INFORMATION PROVIDED:
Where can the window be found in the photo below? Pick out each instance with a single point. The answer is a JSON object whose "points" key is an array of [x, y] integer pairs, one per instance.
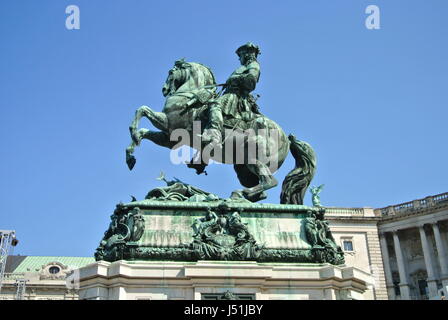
{"points": [[423, 288], [348, 245], [54, 270], [220, 296]]}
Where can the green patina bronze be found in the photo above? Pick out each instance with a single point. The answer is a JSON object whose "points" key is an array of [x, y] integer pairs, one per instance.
{"points": [[184, 223], [180, 222], [191, 97]]}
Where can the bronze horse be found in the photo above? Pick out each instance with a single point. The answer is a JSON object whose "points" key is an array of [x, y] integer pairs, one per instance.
{"points": [[187, 82]]}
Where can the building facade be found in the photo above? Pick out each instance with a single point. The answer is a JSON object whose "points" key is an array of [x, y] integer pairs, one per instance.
{"points": [[45, 278], [404, 248]]}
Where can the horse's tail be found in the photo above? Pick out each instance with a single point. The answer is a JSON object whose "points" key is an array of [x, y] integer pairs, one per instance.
{"points": [[298, 179]]}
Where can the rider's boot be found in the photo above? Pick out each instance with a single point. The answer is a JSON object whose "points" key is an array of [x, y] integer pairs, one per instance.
{"points": [[212, 134]]}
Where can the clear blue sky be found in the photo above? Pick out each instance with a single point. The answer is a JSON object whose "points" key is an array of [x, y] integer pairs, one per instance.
{"points": [[372, 103]]}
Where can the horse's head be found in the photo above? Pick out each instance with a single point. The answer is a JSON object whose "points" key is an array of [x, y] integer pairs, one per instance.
{"points": [[176, 78], [188, 75]]}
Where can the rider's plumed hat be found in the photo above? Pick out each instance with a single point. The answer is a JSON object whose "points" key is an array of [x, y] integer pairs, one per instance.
{"points": [[248, 47]]}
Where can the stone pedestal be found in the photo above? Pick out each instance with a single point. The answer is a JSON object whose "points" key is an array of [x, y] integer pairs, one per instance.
{"points": [[147, 280], [200, 247]]}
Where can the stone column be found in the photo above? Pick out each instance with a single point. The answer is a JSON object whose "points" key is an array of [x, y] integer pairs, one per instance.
{"points": [[405, 292], [431, 280], [387, 270], [441, 252]]}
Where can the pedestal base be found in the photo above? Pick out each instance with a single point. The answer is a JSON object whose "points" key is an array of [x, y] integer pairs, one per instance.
{"points": [[146, 280]]}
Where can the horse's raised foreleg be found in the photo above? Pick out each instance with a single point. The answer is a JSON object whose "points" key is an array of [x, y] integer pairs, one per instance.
{"points": [[158, 137], [158, 119], [266, 182]]}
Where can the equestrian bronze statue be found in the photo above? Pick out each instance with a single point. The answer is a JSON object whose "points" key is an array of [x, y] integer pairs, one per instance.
{"points": [[224, 124]]}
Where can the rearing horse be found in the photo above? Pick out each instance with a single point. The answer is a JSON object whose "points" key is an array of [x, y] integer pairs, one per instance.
{"points": [[186, 83]]}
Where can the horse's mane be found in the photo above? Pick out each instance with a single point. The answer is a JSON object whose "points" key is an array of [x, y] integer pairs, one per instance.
{"points": [[197, 68]]}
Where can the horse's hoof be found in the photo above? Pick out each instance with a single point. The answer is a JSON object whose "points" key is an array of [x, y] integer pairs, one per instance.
{"points": [[134, 136], [130, 160]]}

EXERCISE BRIEF: The line containing "Where can the horse's hoof" and each line after it through the end of the listing above must be printed exactly, with nothing added.

TASK RESPONSE:
Where can the horse's hoof be found in the photo above? Pick out each instance with a single point. The answer is a JSON object whose "points" key is an array of [x, y] integer pairs, one per instance.
{"points": [[134, 136], [130, 160]]}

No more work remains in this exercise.